WHAT NEEDS TO BE DONE.
The data is to be reproduced in full and without error.

>>

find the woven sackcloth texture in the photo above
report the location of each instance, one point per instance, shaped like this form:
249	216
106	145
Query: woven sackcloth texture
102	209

<<

WRITTEN RESPONSE.
find the woven sackcloth texture in the photo above
report the location of each instance, one point per instance, shaped like this form:
249	216
106	145
Query: woven sackcloth texture
102	209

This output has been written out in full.